Anche la Commissione europea continua a lavorare su tutti i fronti per affrontare l’emergenza coronavirus. Dal centro di coordinamento della risposta alle emergenze dell’UE, il Commissario per la Gestione delle crisi Janez Lenarcic ha sostenuto che “alla luce della diffusione del coronavirus in un numero crescente di paesi, dobbiamo puntare sul coordinamento e la cooperazione. È il momento di unire le forze per fermare questa epidemia ed è di vitale importanza che tutta la comunità internazionale combatta il coronavirus con interventi di preparazione e risposta, senza perdere di vista la solidarietà internazionale”.

Per quanto concerne gli ultimi sviluppi, il 9 febbraio sono stati rimpatriati da Wuhan 95 cittadini dell’UE con un volo del Regno Unito. La Commissione, tramite il meccanismo di protezione civile dell’UE, ha cofinanziato i costi di trasporto di queste persone dal Regno Unito ai rispettivi Stati membri: oltre all’Italia, anche Austria, Belgio, Danimarca, Francia, Germania, Grecia, Irlanda, Lussemburgo, Paesi Bassi, Romania e Svizzera.
^^^^^^^^
- **Compito A**:
Le affermazioni seguenti concordano con il brano sull'emergenza coronavirus? Rispondi sì o no a ciascuna e cita alla lettera le parole del brano che decidono.
(i) Janez Lenarcic è il Commissario per la Gestione delle crisi.
(ii) I 95 cittadini dell'UE sono stati rimpatriati da Wuhan con un volo della Francia.
(iii) La Commissione ha cofinanziato il trasporto da Wuhan al Regno Unito.
- **Compito B**:
Rispondi in breve a queste domande sul brano sull'emergenza coronavirus.
(i) Da dove ha parlato il Commissario Janez Lenarcic?
(ii) Quanti cittadini dell'UE sono stati rimpatriati da Wuhan il 9 febbraio?
(iii) Tramite quale strumento la Commissione ha cofinanziato i costi di trasporto?
- **Compito C**: Ricopia fedelmente la parte del brano sull'emergenza coronavirus compresa tra "Per quanto concerne" e "Romania e Svizzera.", estremi inclusi.

[Dati di puntamento per espressioni referenziali]
^^^^^^^^
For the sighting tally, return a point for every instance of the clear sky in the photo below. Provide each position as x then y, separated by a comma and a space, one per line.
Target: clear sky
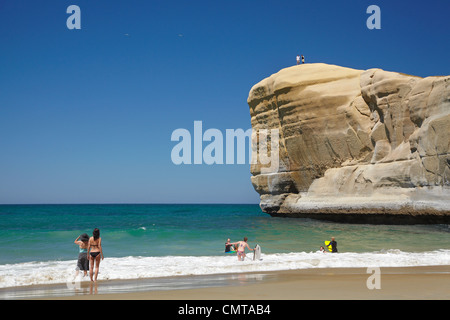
86, 116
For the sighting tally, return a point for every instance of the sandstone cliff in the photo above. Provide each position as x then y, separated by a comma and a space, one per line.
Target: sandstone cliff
354, 145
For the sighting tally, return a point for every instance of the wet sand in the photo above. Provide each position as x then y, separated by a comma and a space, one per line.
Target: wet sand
400, 283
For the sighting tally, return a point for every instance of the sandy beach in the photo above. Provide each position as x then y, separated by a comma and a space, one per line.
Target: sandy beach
399, 283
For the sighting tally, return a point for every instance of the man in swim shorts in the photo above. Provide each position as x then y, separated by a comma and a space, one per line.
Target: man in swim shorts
241, 248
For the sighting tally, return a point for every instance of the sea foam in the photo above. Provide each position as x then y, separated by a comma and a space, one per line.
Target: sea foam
55, 272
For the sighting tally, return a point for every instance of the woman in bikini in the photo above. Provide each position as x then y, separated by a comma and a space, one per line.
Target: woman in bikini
83, 260
95, 252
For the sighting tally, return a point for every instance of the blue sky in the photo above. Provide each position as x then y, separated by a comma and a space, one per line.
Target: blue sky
86, 115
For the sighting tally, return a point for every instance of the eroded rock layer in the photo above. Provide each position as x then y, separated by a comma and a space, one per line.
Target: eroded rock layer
354, 145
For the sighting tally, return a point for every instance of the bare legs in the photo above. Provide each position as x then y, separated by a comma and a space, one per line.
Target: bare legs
95, 260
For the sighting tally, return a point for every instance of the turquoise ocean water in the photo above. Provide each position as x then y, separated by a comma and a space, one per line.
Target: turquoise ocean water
155, 240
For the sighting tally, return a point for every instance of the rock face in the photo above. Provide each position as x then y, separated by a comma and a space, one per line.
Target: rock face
354, 145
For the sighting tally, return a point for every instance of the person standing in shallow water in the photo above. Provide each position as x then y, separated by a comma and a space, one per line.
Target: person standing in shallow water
83, 260
333, 244
95, 252
241, 248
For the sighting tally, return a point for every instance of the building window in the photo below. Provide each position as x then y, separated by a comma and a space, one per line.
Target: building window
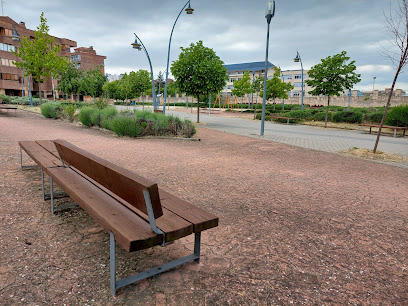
76, 58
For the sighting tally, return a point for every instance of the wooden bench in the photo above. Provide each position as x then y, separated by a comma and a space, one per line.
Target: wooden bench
7, 107
280, 117
136, 213
395, 128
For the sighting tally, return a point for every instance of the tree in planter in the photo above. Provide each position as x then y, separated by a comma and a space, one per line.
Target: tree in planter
276, 88
242, 86
199, 71
257, 86
40, 55
332, 76
397, 26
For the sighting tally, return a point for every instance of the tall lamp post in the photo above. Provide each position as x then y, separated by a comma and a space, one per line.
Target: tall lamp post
139, 47
16, 37
189, 11
269, 13
298, 59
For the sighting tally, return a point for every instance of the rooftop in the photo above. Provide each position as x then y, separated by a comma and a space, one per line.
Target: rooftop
254, 66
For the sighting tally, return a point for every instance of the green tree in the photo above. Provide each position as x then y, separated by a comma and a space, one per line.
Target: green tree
199, 71
242, 86
40, 55
276, 88
332, 76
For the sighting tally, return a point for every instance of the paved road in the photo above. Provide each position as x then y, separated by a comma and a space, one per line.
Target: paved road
328, 140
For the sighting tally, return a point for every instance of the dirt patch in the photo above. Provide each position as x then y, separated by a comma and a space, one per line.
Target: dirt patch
379, 155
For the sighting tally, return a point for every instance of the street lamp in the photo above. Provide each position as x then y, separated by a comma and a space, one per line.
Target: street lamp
298, 59
16, 37
373, 84
189, 11
139, 47
269, 14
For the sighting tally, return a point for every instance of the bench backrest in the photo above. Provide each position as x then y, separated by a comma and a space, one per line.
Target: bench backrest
124, 183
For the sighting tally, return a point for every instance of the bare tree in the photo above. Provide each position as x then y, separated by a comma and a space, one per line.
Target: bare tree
397, 26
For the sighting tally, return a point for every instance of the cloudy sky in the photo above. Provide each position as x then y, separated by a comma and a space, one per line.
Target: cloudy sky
235, 29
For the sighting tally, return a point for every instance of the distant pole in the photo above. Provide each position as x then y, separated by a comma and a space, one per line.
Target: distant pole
269, 13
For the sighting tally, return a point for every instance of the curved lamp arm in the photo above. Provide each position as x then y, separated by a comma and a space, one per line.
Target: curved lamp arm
168, 59
151, 72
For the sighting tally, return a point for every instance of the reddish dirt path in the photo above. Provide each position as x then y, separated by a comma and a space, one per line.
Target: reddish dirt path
296, 225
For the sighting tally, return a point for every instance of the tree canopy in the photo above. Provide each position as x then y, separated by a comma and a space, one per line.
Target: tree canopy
40, 55
332, 76
199, 71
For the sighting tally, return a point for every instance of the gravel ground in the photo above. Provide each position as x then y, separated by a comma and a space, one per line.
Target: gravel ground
296, 225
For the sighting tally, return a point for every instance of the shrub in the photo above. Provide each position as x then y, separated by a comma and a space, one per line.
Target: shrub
348, 116
5, 98
321, 116
50, 110
306, 114
125, 126
188, 128
374, 117
85, 114
69, 111
106, 116
398, 116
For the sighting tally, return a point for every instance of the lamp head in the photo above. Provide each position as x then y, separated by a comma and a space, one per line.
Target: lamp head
15, 36
270, 9
136, 45
189, 10
297, 58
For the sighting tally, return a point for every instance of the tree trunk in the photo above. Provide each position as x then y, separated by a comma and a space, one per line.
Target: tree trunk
327, 112
386, 108
198, 109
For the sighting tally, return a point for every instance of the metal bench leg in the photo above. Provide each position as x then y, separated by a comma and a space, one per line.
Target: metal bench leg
115, 285
112, 261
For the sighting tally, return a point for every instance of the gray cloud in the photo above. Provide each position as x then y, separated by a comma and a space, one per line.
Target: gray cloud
235, 29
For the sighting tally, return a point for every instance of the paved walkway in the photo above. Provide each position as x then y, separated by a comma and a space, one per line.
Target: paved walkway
327, 140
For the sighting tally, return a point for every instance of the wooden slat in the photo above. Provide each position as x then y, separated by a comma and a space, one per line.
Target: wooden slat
200, 219
42, 157
171, 224
131, 232
126, 184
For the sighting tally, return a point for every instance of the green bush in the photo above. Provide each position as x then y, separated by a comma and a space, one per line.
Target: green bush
69, 111
398, 116
85, 114
51, 110
125, 126
5, 98
306, 114
374, 117
348, 116
321, 116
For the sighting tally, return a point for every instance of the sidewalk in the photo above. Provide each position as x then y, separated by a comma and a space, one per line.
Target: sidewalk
327, 140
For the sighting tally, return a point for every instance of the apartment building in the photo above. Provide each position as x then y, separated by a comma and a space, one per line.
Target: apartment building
11, 78
294, 77
236, 71
87, 59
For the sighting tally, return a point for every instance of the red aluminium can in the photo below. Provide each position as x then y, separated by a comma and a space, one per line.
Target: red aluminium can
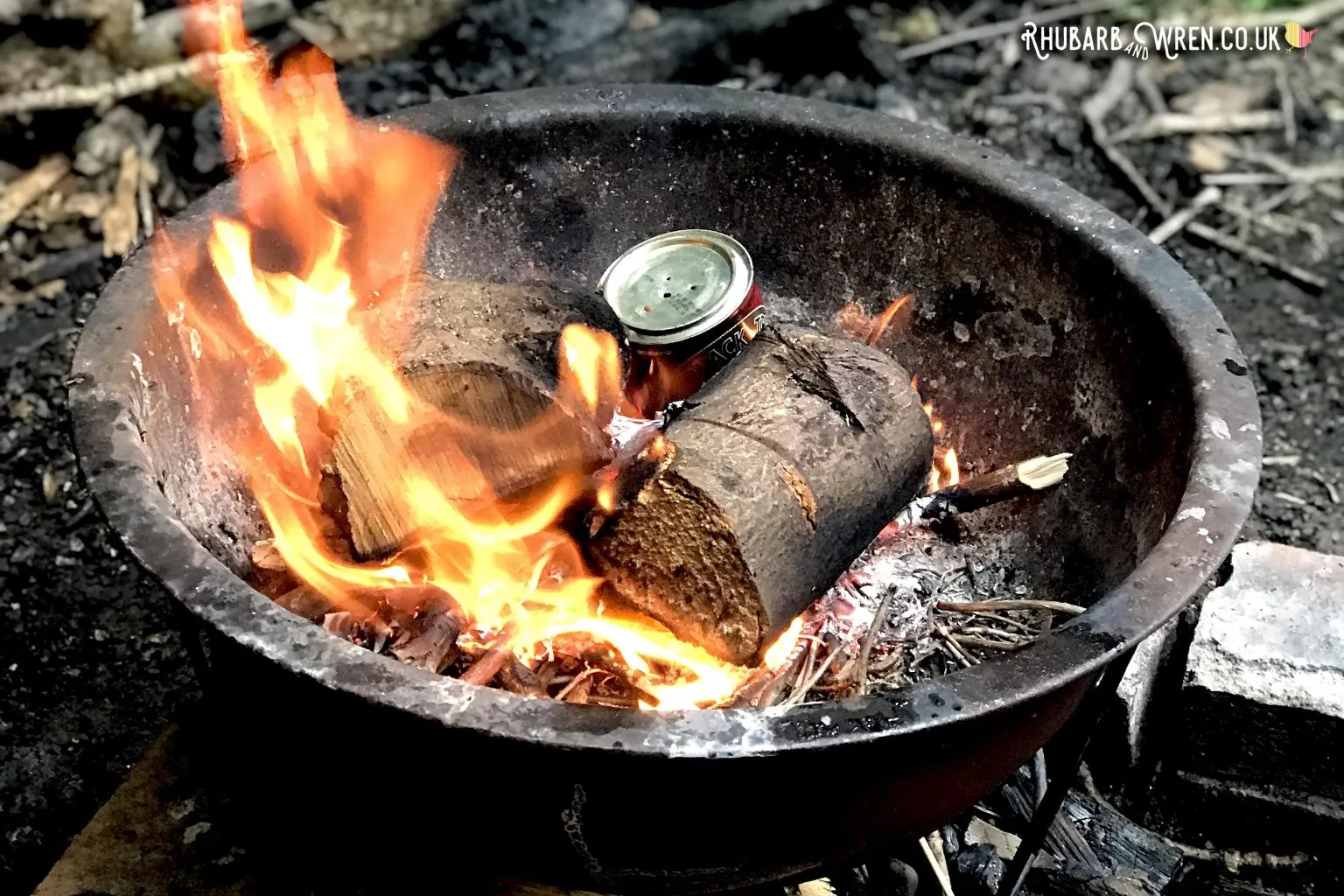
689, 304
^^^^^^^^
- **Soluzione scritta A**:
(i) Sì: "il Commissario per la Gestione delle crisi Janez Lenarcic"
(ii) No: "con un volo del Regno Unito"
(iii) No: "ha cofinanziato i costi di trasporto di queste persone dal Regno Unito ai rispettivi Stati membri"

- **Soluzione scritta B**:
(i) Dal centro di coordinamento della risposta alle emergenze dell'UE.
(ii) 95.
(iii) Il meccanismo di protezione civile dell'UE.

- **Soluzione scritta C**:
Per quanto concerne gli ultimi sviluppi, il 9 febbraio sono stati rimpatriati da Wuhan 95 cittadini dell’UE con un volo del Regno Unito. La Commissione, tramite il meccanismo di protezione civile dell’UE, ha cofinanziato i costi di trasporto di queste persone dal Regno Unito ai rispettivi Stati membri: oltre all’Italia, anche Austria, Belgio, Danimarca, Francia, Germania, Grecia, Irlanda, Lussemburgo, Paesi Bassi, Romania e Svizzera.